_Task item:_ Pick up the Workers AI changelog excerpt at the point where it stops and keep writing it.

Email and routing enhancements

Secure email reply routing — Email replies are now secured with HMAC-SHA256 signed headers, preventing unauthorized routing of emails to agent instances.

Routing improvements:

basePath option to bypass default URL construction for custom routing
Server-sent identity — Agents send name and agent type on connect
New onIdentity and onIdentityChange callbacks on the client

JavaScript
TypeScript

const agent = useAgent({
  basePath: "user",
  onIdentity: (name, agentType) => console.log(`Connected to ${name}`),
});

const agent = useAgent({
  basePath: "user",
  onIdentity: (name, agentType) => console.log(`Connected to ${name}`),
});

Upgrade

To update to the latest version:

npm i agents@latest

For the complete Workflows API reference and patterns, see Run Workflows.

Jan 28, 2026

Launching FLUX.2 [klein] 9B on Workers AI

Workers AI

We have partnered with Black Forest Labs (BFL) again to bring their optimized FLUX.2 [klein] 9B model to Workers AI. This distilled model offers enhanced quality compared to the 4B variant, while maintaining cost-effective pricing. With a fixed 4-step inference process, Klein 9B is ideal for rapid prototyping and real-time applications where both speed and quality matter.

Read the BFL blog ↗ to learn more about the model itself, or try it out yourself on our multi modal playground ↗.

Pricing documentation is available on the model page or pricing page.

Workers AI platform specifics

The model hosted on Workers AI is optimized for speed with a fixed 4-step inference process and supports up to 4 image inputs. Since this is a distilled model, the steps parameter is fixed at 4 and cannot be adjusted. Like FLUX.2 [dev] and FLUX.2 [klein] 4B, this image model uses multipart form data inputs, even if you just have a prompt.

With the REST API, the multipart form data input looks like this:

curl --request POST \
  --url 'https://api.cloudflare.com/client/v4/accounts/{ACCOUNT}/ai/run/@cf/black-forest-labs/flux-2-klein-9b' \
  --header 'Authorization: Bearer {TOKEN}' \
  --header 'Content-Type: multipart/form-data' \
  --form 'prompt=a sunset at the alps' \
  --form width=1024 \
  --form height=1024

With the Workers AI binding, you can use it as such:

const form = new FormData();
form.append("prompt", "a sunset with a dog");
form.append("width", "1024");
form.append("height", "1024");

// FormData doesn't expose its serialized body or boundary. Passing it to a
// Request (or Response) constructor serializes it and generates the Content-Type
// header with the boundary, which is required for the server to parse the multipart fields.

_Record set:_
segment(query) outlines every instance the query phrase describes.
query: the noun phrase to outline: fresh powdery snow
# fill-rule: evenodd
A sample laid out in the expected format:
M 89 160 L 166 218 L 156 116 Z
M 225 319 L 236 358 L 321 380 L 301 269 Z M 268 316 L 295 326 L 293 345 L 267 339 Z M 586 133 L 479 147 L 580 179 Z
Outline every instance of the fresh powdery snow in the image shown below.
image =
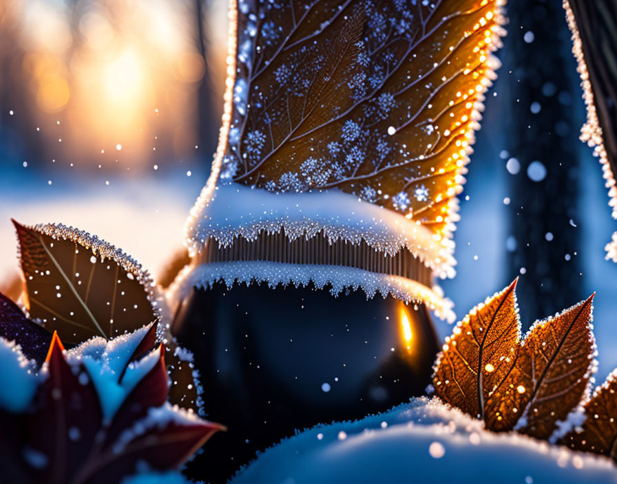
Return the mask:
M 282 441 L 231 484 L 617 483 L 607 458 L 481 421 L 437 399 L 412 399 L 355 422 L 317 426 Z

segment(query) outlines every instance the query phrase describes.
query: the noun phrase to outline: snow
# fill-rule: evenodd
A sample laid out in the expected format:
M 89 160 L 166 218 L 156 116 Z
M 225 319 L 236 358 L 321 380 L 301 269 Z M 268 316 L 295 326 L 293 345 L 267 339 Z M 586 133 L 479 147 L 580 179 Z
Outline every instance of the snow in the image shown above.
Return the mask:
M 339 483 L 615 483 L 607 458 L 514 433 L 436 399 L 355 422 L 318 426 L 261 454 L 232 484 Z
M 323 230 L 333 242 L 364 240 L 390 255 L 406 248 L 438 275 L 454 274 L 454 246 L 449 241 L 436 241 L 416 221 L 337 190 L 271 193 L 239 184 L 220 184 L 195 217 L 187 243 L 194 254 L 209 237 L 227 247 L 237 236 L 251 241 L 262 230 L 282 228 L 291 240 Z
M 367 298 L 379 293 L 384 297 L 392 294 L 405 302 L 426 302 L 439 318 L 453 322 L 456 316 L 452 302 L 443 297 L 439 286 L 432 289 L 400 276 L 370 272 L 356 267 L 316 264 L 282 264 L 262 261 L 213 262 L 182 271 L 168 291 L 168 306 L 186 298 L 194 287 L 207 289 L 216 282 L 224 282 L 231 288 L 235 283 L 267 282 L 271 287 L 279 284 L 307 285 L 313 282 L 322 289 L 332 285 L 331 294 L 336 296 L 344 290 L 362 289 Z
M 0 409 L 24 412 L 28 408 L 38 379 L 19 345 L 0 338 Z

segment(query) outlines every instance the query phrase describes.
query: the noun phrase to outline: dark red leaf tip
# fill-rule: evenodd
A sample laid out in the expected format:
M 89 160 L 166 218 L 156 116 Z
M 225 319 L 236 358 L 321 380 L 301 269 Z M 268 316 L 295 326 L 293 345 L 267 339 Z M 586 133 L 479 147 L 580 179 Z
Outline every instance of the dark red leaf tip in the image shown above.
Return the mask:
M 58 331 L 54 331 L 54 334 L 52 336 L 52 342 L 50 344 L 50 350 L 47 353 L 47 358 L 45 358 L 45 361 L 49 362 L 50 360 L 52 359 L 52 356 L 56 351 L 60 351 L 61 353 L 64 351 L 64 345 L 60 340 Z

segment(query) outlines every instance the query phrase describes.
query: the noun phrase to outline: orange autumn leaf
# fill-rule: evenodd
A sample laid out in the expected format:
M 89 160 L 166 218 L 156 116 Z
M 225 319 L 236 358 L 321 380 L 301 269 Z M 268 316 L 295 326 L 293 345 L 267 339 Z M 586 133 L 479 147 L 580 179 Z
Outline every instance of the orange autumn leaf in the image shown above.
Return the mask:
M 585 421 L 568 433 L 562 443 L 617 461 L 617 370 L 585 404 Z
M 233 105 L 216 170 L 271 191 L 339 189 L 446 231 L 499 67 L 504 3 L 233 10 Z
M 523 397 L 516 429 L 538 439 L 553 437 L 585 396 L 591 376 L 595 342 L 592 296 L 587 300 L 536 322 L 523 342 L 516 362 L 519 375 L 512 387 Z
M 472 309 L 446 338 L 435 364 L 435 395 L 485 421 L 494 418 L 488 404 L 516 360 L 521 329 L 516 285 L 515 280 Z
M 521 341 L 516 283 L 458 323 L 437 358 L 433 386 L 488 429 L 556 441 L 567 427 L 560 422 L 588 388 L 594 296 L 536 322 Z
M 26 308 L 63 341 L 110 338 L 158 318 L 152 280 L 121 250 L 72 227 L 13 221 Z

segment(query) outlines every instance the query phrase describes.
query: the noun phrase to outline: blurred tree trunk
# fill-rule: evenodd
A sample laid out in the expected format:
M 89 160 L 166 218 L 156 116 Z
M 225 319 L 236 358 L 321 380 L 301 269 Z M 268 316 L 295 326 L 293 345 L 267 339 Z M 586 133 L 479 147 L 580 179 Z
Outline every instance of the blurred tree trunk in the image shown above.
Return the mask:
M 617 0 L 569 0 L 587 65 L 607 157 L 617 173 Z
M 208 65 L 208 47 L 209 43 L 204 30 L 205 15 L 210 8 L 209 0 L 195 0 L 195 16 L 198 52 L 203 57 L 205 64 L 204 76 L 200 82 L 198 91 L 198 139 L 199 140 L 198 156 L 208 164 L 212 161 L 212 154 L 216 149 L 218 140 L 218 129 L 220 119 L 216 113 L 219 108 L 213 104 L 213 89 L 211 80 L 211 69 Z M 220 100 L 222 102 L 222 100 Z
M 511 107 L 504 116 L 511 173 L 508 247 L 510 274 L 525 274 L 517 292 L 529 324 L 584 296 L 576 256 L 582 103 L 561 3 L 518 0 L 508 10 L 504 63 L 512 71 L 501 74 Z

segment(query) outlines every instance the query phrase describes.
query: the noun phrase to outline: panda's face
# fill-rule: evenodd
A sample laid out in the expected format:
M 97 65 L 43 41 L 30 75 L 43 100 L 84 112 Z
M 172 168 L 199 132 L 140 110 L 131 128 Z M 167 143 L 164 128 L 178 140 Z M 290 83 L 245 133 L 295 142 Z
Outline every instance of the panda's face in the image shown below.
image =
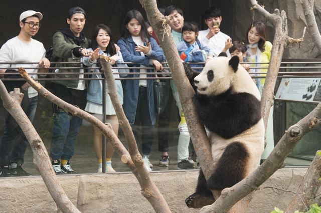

_Result of this exercise:_
const formResponse = new Response(form);
const formStream = formResponse.body;
const formContentType = formResponse.headers.get('content-type');

const resp = await env.AI.run("@cf/black-forest-labs/flux-2-klein-9b", {
  multipart: {
    body: formStream,
    contentType: formContentType,
  },
});

The parameters you can send to the model are detailed here:

JSON Schema for Model

Required Parameters

prompt (string) - Text description of the image to generate

Optional Parameters

input_image_0 (string) - Binary image
input_image_1 (string) - Binary image
input_image_2 (string) - Binary image
input_image_3 (string) - Binary image
guidance (float) - Guidance scale for generation. Higher values follow the prompt more closely
width (integer) - Width of the image, default 1024 Range: 256-1920
height (integer) - Height of the image, default 768 Range: 256-1920
seed (integer) - Seed for reproducibility

Note: Since this is a distilled model, the steps parameter is fixed at 4 and cannot be adjusted.

Multi-reference images

The FLUX.2 klein-9b model supports generating images based on reference images, just like FLUX.2 [dev] and FLUX.2 [klein] 4B. You can use this feature to apply the style of one image to another, add a new character to an image, or iterate on past generated images. You would use it with the same multipart form data structure, with the input images in binary. The model supports up to 4 input images.

For the prompt, you can reference the images based on the index, like take the subject of image 1 and style it like image 0 or even use natural language like place the dog beside the woman.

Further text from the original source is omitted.